‘Alcatraz,’ ‘Justified’ have strong second weeks

What a fun feeling when two TV shows — one a returning favorite in its third season, the other brand new out of the box — start off strong.

I’m playing catch-up here, but I wanted to mention this week’s installments of “Justified,” airing Tuesdays on FX, and “Alcatraz,” airing Mondays on Fox.

In the second week of it’s third season, “Justified” continues the compelling story of Kentucky’s small-time crooks and the federal marshals who must deal with them, particularly Boyd Crowder (Walton Goggins) and Raylan Givens (Timothy Olyphant) respectively.

In Tuesday night’s episode, Givens was reunited with an old partner — and an old flame, from the sexual tension on display — named Karen Goodall. The inside joke here is that Goodall is actually Karen Sisco, a federal deputy previously played in the movie “Out of Sight” by Jennifer Lopez and — in a TV series a few years back — Carla Gugino. Like “Justified,” Sisco’s stories are drawn from the works of author Elmore Leonard.

Gugino returns to the character in “Justified” — she’s apparently signed for a few episodes — and it’s fun watching her and Olyphant kind of circling each other, particularly since Goodall/Sisco returns just as Givens is about to settle down with his ex-wife, Winona.

Tuesday’s episode — dealing with the murder of another marshal — wasn’t as strong as last week’s season premiere. But you can’t beat any show that features Olyphant, Gugino, Nick Searcy as Chief Deputy Art Mullen and Goggins.

There’s also a good introduction of Mykelti Williamson as a new character, a bad guy who is as menacing as he is folksy.

As for “Alcatraz,” I think this week’s episode, “Kit Nelson,” was my favorite so far.

If you haven’t seen “Alcatraz,” the show’s mythology is that, in 1963, the San Francisco island prison wasn’t shut down because all the prisoners were transferred. No, it was shut down because 300 prisoners and guards disappeared.

Now, a half-century later, those prisoners are reappearing, and a crew of cops and experts is pursuing them. Sam Neill, Sarah Jones and Jorge Garcia make up the solid cast of investigators.

This week’s show teased us with a little more mythology of the show. Remember Dr. Beauregard, the unseen medical officer of the modern-day prison in which Neill’s character is lodging recovered prisoners? This week’s episode revealed that Beauregard is not only Neill’s medical shaman in the present but was also the sinister doctor at the prison in the 1960s. And he hasn’t aged a day.

That little revelation, plus the beginning of a mystery involving Jones’ grandfather — a convict on the loose in modern San Francisco — and tidbits about the traumatic past of Garcia’s character are enough to allay my worries that the show might too easily fall into the “escaped prisoner of the week” trap.

And since the show is from “Lost” producer J.J. Abrams, I had to laugh when, out of nowhere, the show introduced a hatch in the middle of the woods from which a kidnapped boy escaped.

I’m not surprised to be enjoying “Justified” this much. I am a little surprised — pleasantly surprised — to be digging “Alcatraz” so much.

Requirement A → Please output the part of the TV column that begins at the words "If you haven’t" and stops after the words "cast of investigators.", with no changes.
Requirement B →
Decide whether each statement agrees with the TV column. Answer yes or no for each, and quote the words from the column that settle it.
(i) "Alcatraz" airs on Mondays on Fox.
(ii) Tuesday's episode of "Justified" was stronger than the season premiere the week before.
(iii) In the show's mythology, Alcatraz closed in 1963 because all the prisoners were transferred.
Requirement C →
Using the TV column, answer these questions:
(i) Who plays Chief Deputy Art Mullen on "Justified"?
(ii) What is the title of this week's "Alcatraz" episode?
(iii) Which producer is "Alcatraz" from?

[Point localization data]

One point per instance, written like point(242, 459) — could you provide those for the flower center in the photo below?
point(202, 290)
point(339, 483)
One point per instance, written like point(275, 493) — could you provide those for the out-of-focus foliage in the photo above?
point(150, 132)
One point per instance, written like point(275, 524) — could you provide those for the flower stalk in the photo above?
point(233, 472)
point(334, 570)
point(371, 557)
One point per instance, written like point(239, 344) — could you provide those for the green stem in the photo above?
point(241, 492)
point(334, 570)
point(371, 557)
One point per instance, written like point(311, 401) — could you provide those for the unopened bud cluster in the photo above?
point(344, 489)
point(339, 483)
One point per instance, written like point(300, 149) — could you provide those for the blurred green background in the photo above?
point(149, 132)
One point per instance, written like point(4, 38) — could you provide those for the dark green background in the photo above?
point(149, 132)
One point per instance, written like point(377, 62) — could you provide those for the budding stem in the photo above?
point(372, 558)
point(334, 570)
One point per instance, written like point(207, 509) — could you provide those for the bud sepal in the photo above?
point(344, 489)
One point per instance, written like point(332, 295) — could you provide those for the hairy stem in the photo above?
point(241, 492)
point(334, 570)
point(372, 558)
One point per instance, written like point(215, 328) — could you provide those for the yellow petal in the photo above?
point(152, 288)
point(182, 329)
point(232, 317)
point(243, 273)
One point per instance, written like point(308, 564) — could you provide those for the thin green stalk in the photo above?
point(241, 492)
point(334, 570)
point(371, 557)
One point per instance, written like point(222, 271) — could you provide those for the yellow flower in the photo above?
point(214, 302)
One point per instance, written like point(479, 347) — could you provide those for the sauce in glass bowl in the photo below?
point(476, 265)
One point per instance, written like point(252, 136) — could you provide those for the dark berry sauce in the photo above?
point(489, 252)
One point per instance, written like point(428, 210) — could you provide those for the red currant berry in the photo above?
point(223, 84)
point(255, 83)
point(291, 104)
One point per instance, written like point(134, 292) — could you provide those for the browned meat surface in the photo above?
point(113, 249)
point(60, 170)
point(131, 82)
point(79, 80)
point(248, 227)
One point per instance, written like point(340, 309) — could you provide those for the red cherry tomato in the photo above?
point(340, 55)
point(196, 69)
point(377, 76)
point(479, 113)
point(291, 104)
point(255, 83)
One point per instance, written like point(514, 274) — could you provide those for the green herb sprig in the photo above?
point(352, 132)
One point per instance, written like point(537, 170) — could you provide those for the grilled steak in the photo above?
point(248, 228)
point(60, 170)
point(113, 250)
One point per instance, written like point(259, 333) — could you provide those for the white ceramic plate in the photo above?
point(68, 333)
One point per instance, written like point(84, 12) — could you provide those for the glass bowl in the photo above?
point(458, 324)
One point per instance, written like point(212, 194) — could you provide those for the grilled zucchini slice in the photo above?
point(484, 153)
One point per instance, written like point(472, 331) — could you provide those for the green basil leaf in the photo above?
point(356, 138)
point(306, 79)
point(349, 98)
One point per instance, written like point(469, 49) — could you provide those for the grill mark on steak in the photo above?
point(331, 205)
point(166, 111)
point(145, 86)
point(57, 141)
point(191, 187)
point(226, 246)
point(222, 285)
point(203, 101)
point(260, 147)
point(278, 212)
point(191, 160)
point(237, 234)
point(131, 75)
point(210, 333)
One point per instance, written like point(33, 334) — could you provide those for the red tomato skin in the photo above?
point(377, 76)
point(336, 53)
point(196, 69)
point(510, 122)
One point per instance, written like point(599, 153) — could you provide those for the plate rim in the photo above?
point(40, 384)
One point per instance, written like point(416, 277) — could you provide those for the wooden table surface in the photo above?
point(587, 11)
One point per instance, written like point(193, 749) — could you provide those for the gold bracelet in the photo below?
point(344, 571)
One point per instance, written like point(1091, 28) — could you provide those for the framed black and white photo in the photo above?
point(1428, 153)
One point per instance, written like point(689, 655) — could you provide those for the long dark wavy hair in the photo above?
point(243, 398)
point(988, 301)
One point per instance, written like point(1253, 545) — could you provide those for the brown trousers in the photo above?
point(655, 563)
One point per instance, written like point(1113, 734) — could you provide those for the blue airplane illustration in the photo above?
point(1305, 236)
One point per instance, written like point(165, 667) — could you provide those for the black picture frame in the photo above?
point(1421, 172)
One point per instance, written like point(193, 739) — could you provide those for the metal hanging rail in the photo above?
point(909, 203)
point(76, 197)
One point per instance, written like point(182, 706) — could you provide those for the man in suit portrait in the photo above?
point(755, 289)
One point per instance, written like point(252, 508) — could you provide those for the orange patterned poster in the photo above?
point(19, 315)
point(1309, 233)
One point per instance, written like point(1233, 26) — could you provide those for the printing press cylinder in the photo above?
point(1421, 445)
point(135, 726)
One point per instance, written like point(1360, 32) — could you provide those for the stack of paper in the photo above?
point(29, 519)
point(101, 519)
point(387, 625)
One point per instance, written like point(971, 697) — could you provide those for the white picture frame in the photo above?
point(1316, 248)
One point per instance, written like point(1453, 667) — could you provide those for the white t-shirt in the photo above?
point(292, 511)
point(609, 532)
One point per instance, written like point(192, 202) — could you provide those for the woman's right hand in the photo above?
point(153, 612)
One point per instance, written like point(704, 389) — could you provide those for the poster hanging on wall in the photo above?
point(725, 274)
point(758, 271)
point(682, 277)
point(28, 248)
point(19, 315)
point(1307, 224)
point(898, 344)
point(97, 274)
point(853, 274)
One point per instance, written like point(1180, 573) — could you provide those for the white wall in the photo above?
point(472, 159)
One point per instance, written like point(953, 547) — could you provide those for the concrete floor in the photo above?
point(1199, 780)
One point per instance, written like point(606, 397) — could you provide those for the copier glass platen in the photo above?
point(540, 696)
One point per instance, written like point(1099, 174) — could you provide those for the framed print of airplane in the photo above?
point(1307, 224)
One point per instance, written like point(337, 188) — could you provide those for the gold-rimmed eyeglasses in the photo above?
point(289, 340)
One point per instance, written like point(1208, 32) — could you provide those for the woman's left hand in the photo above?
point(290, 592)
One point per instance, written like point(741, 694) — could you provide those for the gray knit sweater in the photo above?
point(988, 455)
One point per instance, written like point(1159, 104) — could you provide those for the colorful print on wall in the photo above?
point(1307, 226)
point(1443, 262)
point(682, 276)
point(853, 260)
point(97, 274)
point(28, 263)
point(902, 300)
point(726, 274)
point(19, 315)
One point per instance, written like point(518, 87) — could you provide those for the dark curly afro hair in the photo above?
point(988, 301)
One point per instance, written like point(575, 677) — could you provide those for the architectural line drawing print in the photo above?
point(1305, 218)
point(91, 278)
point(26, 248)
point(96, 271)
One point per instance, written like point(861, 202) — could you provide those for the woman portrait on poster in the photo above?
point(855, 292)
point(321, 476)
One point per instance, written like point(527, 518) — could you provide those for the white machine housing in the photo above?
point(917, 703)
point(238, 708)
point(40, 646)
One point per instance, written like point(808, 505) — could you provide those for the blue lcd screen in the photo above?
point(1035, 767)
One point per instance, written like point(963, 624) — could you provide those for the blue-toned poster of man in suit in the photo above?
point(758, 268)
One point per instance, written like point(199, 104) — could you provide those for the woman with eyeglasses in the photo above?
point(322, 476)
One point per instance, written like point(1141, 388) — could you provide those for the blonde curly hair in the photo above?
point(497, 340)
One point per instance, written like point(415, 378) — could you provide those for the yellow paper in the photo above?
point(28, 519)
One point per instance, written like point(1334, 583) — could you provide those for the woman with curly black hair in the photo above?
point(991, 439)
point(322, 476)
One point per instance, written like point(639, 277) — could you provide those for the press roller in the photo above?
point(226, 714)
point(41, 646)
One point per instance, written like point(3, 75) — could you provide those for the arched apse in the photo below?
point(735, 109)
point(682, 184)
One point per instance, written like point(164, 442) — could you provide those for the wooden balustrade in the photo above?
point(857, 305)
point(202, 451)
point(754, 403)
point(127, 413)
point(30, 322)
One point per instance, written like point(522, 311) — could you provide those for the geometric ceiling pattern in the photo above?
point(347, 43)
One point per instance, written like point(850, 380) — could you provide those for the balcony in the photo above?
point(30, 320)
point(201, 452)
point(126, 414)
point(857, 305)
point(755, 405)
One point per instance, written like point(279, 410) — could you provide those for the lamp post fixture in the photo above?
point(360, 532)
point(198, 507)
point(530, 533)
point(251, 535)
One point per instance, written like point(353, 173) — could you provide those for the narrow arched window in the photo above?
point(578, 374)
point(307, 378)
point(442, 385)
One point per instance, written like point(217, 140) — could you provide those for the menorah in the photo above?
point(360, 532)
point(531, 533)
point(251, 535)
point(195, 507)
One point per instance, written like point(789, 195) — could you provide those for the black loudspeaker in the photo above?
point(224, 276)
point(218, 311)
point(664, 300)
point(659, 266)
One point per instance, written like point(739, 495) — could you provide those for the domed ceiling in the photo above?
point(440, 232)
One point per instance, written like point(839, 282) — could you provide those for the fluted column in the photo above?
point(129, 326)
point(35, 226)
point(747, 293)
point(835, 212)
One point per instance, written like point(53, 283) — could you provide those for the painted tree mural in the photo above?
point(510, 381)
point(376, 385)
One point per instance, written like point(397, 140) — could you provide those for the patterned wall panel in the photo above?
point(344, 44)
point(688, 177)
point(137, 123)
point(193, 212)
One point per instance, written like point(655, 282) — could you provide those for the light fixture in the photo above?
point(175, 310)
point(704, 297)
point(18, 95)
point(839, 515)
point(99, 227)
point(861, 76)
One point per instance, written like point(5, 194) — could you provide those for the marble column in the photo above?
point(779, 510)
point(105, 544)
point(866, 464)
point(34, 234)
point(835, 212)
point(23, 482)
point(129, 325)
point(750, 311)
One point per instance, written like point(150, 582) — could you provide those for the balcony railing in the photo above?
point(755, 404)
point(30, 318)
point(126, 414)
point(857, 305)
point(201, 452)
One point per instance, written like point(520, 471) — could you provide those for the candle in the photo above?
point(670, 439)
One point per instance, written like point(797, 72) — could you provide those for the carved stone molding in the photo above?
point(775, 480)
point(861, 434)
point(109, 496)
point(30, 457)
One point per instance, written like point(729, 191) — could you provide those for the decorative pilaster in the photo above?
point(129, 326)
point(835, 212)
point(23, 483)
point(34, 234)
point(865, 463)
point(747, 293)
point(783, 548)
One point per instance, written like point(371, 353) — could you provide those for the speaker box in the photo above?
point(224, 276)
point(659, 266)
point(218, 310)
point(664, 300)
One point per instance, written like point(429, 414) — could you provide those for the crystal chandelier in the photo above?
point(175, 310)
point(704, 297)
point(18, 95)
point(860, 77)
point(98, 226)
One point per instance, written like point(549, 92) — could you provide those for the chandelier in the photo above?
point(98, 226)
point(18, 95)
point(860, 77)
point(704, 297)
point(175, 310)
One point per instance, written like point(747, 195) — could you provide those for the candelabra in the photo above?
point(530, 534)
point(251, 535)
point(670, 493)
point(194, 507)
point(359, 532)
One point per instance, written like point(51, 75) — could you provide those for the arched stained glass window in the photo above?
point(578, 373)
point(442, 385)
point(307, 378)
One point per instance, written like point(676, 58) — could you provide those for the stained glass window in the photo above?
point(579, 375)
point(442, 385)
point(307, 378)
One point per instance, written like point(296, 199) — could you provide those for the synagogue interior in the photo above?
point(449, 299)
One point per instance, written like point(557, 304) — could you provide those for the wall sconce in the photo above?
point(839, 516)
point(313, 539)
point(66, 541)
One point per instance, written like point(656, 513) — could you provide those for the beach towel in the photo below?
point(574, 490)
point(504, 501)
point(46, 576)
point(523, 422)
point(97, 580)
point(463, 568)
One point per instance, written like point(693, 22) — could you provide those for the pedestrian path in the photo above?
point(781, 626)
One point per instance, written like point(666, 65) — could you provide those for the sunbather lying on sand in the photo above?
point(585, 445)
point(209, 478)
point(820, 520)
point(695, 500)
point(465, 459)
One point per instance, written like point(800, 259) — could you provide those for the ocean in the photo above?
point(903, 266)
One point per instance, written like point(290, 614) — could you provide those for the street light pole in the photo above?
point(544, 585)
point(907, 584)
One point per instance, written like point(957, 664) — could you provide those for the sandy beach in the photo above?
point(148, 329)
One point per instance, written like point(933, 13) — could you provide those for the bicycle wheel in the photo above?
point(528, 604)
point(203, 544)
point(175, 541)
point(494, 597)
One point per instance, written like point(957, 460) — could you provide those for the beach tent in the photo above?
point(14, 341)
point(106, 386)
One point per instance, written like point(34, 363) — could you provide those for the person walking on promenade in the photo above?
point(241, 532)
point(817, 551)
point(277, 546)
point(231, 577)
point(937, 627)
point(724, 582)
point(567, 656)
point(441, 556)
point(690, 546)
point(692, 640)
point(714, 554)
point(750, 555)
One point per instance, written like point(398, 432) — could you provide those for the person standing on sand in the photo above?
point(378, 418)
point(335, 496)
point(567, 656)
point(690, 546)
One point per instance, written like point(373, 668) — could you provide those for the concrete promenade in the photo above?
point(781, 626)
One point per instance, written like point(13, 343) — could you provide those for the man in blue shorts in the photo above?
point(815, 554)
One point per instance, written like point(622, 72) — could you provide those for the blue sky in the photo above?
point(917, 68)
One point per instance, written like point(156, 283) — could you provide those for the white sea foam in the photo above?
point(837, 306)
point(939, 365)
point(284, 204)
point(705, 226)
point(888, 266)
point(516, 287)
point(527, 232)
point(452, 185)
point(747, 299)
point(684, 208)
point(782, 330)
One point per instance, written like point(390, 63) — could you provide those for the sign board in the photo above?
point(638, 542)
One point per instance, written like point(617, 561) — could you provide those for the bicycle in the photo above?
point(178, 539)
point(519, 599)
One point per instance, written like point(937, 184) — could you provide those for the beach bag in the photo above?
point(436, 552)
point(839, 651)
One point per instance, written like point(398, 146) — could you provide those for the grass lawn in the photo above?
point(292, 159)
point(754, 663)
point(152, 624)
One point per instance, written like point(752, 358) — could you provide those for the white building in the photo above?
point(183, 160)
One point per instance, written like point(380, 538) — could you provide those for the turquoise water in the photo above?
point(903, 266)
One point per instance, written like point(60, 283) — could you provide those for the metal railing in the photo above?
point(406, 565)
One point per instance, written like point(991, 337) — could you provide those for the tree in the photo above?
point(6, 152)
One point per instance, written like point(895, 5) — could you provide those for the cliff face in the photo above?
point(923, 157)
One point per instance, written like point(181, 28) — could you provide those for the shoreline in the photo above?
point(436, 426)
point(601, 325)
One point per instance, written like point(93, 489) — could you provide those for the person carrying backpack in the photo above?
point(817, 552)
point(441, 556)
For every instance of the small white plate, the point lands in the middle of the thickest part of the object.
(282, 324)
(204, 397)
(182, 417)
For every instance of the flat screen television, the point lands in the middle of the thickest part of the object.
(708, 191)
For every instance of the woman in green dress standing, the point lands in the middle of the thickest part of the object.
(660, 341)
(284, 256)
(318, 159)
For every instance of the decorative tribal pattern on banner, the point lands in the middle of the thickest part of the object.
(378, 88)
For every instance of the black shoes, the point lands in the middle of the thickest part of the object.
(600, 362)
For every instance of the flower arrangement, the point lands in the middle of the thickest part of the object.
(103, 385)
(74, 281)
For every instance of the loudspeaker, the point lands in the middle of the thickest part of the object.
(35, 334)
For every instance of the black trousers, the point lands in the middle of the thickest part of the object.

Expected output A →
If you haven’t seen “Alcatraz,” the show’s mythology is that, in 1963, the San Francisco island prison wasn’t shut down because all the prisoners were transferred. No, it was shut down because 300 prisoners and guards disappeared.

Now, a half-century later, those prisoners are reappearing, and a crew of cops and experts is pursuing them. Sam Neill, Sarah Jones and Jorge Garcia make up the solid cast of investigators.

Expected output B →
(i) Yes: "“Alcatraz,” airing Mondays on Fox"
(ii) No: "wasn’t as strong as last week’s season premiere"
(iii) No: "No, it was shut down because 300 prisoners and guards disappeared."

Expected output C →
(i) Nick Searcy
(ii) "Kit Nelson"
(iii) J.J. Abrams